PROBLEM DETAILS
Please present the material below as a numbered list, starting at the line that contains "Point to the perching" and ending at the line that contains "[(90, 126)]", both included. Leave out blank lines and everything outside that span.

== DATASET ENTRIES ==

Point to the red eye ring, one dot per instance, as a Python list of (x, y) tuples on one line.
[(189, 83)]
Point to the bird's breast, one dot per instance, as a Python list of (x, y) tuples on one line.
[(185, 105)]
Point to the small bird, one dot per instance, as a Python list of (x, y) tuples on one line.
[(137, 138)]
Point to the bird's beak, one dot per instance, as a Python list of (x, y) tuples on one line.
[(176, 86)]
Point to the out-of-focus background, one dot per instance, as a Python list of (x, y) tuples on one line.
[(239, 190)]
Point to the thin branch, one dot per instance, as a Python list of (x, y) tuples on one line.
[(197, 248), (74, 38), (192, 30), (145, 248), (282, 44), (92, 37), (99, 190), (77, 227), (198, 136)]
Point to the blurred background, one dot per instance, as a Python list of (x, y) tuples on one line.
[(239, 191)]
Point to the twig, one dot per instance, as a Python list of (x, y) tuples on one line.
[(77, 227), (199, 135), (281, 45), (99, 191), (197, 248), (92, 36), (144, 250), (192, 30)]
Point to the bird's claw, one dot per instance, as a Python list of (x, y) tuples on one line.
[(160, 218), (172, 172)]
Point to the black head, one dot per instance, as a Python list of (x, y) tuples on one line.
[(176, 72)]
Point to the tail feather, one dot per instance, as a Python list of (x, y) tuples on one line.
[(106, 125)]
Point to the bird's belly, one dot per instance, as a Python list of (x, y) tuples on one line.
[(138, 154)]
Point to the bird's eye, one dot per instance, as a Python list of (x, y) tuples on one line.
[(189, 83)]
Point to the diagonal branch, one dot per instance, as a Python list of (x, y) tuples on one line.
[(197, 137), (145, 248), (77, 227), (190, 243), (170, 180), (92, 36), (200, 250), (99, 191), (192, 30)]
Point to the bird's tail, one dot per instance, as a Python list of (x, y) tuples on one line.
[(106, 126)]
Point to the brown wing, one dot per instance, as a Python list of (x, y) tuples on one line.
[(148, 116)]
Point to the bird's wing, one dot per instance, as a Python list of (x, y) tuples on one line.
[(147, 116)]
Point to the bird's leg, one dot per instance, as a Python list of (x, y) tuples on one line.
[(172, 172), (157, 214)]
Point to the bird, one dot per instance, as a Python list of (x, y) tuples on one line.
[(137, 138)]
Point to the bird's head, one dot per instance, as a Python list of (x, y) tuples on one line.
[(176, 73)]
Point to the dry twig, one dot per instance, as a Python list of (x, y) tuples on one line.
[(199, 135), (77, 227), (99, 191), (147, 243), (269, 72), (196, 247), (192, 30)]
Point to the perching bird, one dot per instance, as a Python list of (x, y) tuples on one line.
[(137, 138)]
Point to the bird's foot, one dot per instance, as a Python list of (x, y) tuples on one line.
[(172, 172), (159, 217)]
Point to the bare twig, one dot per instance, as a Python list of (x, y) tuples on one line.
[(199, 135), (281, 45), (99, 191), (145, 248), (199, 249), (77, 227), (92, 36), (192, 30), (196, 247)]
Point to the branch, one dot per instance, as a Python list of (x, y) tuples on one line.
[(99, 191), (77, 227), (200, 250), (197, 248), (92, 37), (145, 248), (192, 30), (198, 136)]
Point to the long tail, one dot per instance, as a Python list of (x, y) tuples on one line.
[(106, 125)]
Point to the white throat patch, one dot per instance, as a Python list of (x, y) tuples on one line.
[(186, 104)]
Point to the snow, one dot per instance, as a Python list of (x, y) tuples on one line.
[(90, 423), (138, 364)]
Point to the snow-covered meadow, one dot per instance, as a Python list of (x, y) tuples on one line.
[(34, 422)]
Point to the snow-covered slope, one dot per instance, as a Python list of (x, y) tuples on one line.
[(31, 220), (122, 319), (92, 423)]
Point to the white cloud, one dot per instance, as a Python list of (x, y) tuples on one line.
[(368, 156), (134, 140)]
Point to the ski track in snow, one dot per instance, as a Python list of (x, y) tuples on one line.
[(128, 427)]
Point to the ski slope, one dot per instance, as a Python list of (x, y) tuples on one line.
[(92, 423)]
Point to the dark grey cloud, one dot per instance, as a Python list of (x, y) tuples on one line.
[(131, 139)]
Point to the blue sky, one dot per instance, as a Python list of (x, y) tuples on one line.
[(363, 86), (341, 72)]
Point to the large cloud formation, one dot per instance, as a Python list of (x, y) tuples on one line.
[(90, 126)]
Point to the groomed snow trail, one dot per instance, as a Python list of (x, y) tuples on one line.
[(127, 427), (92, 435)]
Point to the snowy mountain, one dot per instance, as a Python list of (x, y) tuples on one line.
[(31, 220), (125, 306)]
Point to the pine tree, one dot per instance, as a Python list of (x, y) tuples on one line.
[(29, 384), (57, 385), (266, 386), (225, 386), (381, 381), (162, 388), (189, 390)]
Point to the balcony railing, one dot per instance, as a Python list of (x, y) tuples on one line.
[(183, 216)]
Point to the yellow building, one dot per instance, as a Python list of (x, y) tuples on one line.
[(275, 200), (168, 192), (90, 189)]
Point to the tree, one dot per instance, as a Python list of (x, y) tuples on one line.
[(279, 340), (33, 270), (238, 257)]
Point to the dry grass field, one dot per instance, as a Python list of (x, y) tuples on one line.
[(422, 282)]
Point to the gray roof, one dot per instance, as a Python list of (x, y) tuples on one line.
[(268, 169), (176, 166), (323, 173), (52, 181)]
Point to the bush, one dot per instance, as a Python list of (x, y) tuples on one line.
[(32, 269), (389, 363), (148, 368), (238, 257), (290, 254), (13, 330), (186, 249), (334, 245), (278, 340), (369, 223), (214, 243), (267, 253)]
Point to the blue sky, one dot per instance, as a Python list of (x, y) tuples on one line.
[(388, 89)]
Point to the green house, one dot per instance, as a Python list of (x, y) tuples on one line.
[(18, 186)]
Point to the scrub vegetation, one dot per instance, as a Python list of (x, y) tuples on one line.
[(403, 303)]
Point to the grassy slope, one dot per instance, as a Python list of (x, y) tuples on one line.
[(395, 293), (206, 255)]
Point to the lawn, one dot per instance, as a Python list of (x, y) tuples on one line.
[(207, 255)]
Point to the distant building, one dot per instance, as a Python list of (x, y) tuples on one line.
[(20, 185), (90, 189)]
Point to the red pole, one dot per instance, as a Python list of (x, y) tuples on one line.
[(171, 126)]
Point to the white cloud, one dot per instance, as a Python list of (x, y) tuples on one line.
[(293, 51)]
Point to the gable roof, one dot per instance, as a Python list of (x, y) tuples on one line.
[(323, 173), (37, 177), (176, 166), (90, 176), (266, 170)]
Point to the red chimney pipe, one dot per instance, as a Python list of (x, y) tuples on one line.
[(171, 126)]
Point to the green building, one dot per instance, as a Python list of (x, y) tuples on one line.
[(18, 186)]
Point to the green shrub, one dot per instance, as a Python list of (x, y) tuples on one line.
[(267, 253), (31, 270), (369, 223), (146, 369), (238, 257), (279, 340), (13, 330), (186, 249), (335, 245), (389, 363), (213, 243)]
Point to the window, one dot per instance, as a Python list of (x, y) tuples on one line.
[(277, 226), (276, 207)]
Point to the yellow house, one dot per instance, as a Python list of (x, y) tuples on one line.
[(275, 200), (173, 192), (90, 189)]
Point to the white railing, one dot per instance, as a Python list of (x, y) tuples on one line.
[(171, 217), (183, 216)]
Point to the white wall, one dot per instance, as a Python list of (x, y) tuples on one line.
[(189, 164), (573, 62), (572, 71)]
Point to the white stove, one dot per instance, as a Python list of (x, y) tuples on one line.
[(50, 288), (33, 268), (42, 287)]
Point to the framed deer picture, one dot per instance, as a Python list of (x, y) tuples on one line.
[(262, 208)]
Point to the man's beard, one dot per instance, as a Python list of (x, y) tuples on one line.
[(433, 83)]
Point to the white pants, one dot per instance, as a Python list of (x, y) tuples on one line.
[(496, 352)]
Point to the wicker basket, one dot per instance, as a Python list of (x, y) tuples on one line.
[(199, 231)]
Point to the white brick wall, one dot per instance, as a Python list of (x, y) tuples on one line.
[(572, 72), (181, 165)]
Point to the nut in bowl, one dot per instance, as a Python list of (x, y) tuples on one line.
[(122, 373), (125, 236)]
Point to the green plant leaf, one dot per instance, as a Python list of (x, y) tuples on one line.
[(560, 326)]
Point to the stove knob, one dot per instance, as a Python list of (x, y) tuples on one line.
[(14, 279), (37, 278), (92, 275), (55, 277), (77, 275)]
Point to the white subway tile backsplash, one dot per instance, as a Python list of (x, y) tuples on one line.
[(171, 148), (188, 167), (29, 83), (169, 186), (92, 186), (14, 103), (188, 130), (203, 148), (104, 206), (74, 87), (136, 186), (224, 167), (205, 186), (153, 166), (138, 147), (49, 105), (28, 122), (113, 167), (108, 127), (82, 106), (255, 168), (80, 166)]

===

RESPONSE TO THE TASK
1. Point to the perching bird, one dot per instance, as a Python list of (x, y) tuples on one line.
2. [(137, 138)]
3. Point to the bird's foot, one dot per instance, as a Python list of (x, y) tuples on one line.
4. [(172, 172), (159, 217)]
5. Point to the bare twig, one dot per instance, as a Python list of (x, y) tuples on one line.
6. [(199, 135), (281, 45), (99, 191), (145, 248), (199, 249), (77, 227), (92, 36), (192, 30), (196, 247)]
7. Point to the branch, one dot per instance, as a Python list of (x, y) tuples on one line.
8. [(99, 191), (77, 227), (200, 250), (197, 248), (92, 37), (145, 248), (192, 30), (198, 136)]
9. Point to the long tail, one dot per instance, as a Python list of (x, y) tuples on one line.
10. [(106, 125)]
11. Point to the white throat patch, one dot per instance, as a Python list of (x, y) tuples on one line.
12. [(186, 104)]
13. Point to the snow, one dot per instance, as a Python list of (x, y) tuples on one line.
14. [(90, 423), (138, 364)]
15. Point to the snow-covered meadow, one dot per instance, as a Python list of (x, y) tuples on one line.
16. [(34, 422)]
17. Point to the snow-covered slope, one dot per instance, as a Python list of (x, y) tuples on one line.
18. [(31, 220), (122, 319), (92, 423)]
19. Point to the white cloud, one dot per instance, as a Python list of (x, y) tuples on one line.
20. [(368, 156), (134, 140)]
21. Point to the ski track in snow, one dot per instance, as a Python list of (x, y) tuples on one line.
22. [(128, 427)]
23. Point to the ski slope, one dot per instance, as a Python list of (x, y) tuples on one line.
24. [(92, 423)]
25. Point to the dark grey cloud, one dot per instance, as a Python list of (x, y) tuples on one line.
26. [(131, 139)]
27. Point to the blue sky, one dot per instance, as a Python list of (x, y) tuples on one line.
28. [(363, 86), (341, 72)]
29. Point to the large cloud formation, one dot per instance, as a Python list of (x, y) tuples on one line.
30. [(90, 126)]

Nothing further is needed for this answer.